==== PAGE EXTRACT

After an almost two decades reign on Clarence Street in Sydney’s CBD, the iconic and pioneering Redoak Boutique Beer Café has sadly announced it will be closing its doors for good. With final drinks being poured this Saturday (June 11) “on the stroke of midnight”, former Redoak employee and UK-based writer Jonathan Chadwick looks back fondly at the trailblazing venue for us and details why he owes the place so much.

“I worked at Redoak – officially Australia’s most awarded brewery – over two stints, from 2010 to 2012 and for a few months in 2014. Redoak was my first home in Australia. I got the job there before I even found a place to live. In the first month as an employee I was even coming straight to work from staying in a backpacker hostel in The Rocks.

Being from the UK, I was used to run-of-the-mill pubs pouring stuff like Grolsch, so I’d never thought about beer too deeply. I quickly learned that Redoak was in another class.

The company was all about putting beer “on the pedestal that it deserves” and giving it the same respect and consideration as a fine wine or spirit.  

Stepping inside Redoak was a unique experience. Upon entry you’d be struck by the swish décor, inspired by beer bars in Belgium – full of wooden flooring, marble surfaces and plush furnishings. You’d be guided to a table in the restaurant or directed to the bar, where you could check out what was on offer on the 12 taps. Staff members were always trained to build up knowledge of each individual beer, and we swiftly developed our own favourites to recommend to customers.

The selection ranged in price depending on the brewing methods involved for each beer. Back when I started working there, 250ml of the English Bitter from the tap was just $4 – impressively cheap for such a quality brew – even then. Every dish on the restaurant’s menu was paired with a beer recommendation, and the head chef used Redoak beer in his cooking.

What amazed me about co-owner and head brewer David Hollyoak (pictured above top left. His sister and fellow owner Janet Hollyoak is above bottom right) was his adeptness at brewing any particular style that took his fancy – from English bitters to German wheats and big, American-style IPAs.

========
==== DATASET CONTENT

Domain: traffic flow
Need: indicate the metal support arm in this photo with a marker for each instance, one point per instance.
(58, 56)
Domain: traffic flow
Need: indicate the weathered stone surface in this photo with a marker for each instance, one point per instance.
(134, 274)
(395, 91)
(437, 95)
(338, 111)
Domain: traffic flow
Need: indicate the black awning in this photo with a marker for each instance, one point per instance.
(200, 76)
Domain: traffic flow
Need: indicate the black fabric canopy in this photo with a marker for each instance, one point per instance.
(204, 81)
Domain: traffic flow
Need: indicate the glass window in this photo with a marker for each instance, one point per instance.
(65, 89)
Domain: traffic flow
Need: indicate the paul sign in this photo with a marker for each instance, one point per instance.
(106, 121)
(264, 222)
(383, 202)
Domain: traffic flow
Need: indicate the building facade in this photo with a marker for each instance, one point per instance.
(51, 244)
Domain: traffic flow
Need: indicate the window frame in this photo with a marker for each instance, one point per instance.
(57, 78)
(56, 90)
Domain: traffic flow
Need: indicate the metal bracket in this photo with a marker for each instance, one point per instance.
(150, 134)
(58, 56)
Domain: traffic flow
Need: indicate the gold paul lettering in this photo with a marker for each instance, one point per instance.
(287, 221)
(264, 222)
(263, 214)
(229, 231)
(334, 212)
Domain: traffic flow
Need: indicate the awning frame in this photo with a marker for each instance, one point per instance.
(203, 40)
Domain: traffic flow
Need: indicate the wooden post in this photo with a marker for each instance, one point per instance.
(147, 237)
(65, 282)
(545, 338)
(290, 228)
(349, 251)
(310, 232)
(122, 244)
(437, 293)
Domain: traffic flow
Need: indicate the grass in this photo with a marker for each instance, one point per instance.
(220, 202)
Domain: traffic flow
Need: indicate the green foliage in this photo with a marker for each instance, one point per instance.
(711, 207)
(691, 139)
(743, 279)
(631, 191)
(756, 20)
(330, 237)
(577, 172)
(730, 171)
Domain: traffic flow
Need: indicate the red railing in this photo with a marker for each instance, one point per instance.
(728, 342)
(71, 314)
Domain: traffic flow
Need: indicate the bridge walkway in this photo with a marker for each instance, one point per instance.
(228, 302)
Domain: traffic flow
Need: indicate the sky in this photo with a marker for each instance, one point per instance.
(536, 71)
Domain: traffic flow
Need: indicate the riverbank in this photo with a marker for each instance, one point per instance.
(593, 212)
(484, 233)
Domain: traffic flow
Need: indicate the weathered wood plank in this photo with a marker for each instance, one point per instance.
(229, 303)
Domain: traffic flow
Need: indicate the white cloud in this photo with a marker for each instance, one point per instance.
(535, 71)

========

## ASSIGNMENT:
Continue the piece about the Redoak Boutique Beer Café from where it stops.

## RESULT OF THIS EXERCISE:
It was always hugely exciting whenever he arrived from the brewery with a new beer that I’d not tried before. He’d usually come late at night in his little van after a day’s work at the brewery, situated “south west somewhere” (rumoured to be in Camden). The bar manager would hook up the barrel and we’d sip at the new arrival after our shift, imagining how we’d describe it to customers the next day.

Probably my favourite Redoak beer was the Rauch – so intensely malty and smoky, as if the whole batch had been cooked up over a campfire. I also still think Redoak’s Organic Pale Ale is the best pale ale in Australia, with powerful esters and a beautiful orange haze that would simply glow. There was just nothing quite like a pint of the “OPA” after a long shift.

David used to say his signature brew was the Framboise Froment, a raspberry wheat that he first brewed for his girlfriend back in the 1990s. The beer – always served in a champagne flute with its foamy, pink-tinted head like whippy ice cream – won Gold at the 2008 World Beer Cup in the Fruit and Vegetable Beer category. It’s one of the many global awards won by Redoak since 2004.

A special mention is also due for the Special Reserve, a super-luxurious barley wine with aromas of dried fruits and vanilla. Fermentation of a batch would take 12 months, followed by another couple years of maturation in oak barrels. Because of its extensive brewing process, a 330ml bottle of the Special Reserve would cost $75 – but once it passed your lips you’d know it was worth it. I remember one Christmas party David opened a few bottles of the Special Reserve for staff to share. After I’d tasted it he asked for my verdict. “Liquid gold!” was my reply. Even today I’ve still never tasted anything quite like it.  

I owe so much to Redoak – my son exists because my girlfriend and I met there as employees. I’m devastated to think that I’ll never be able to sit at that bar again – part of my heart will always be in that building. But I’m also happy the Redoak family is carrying on brewing and starting an exciting new chapter. Thanks for having me guys, and here’s to the next 18 years.”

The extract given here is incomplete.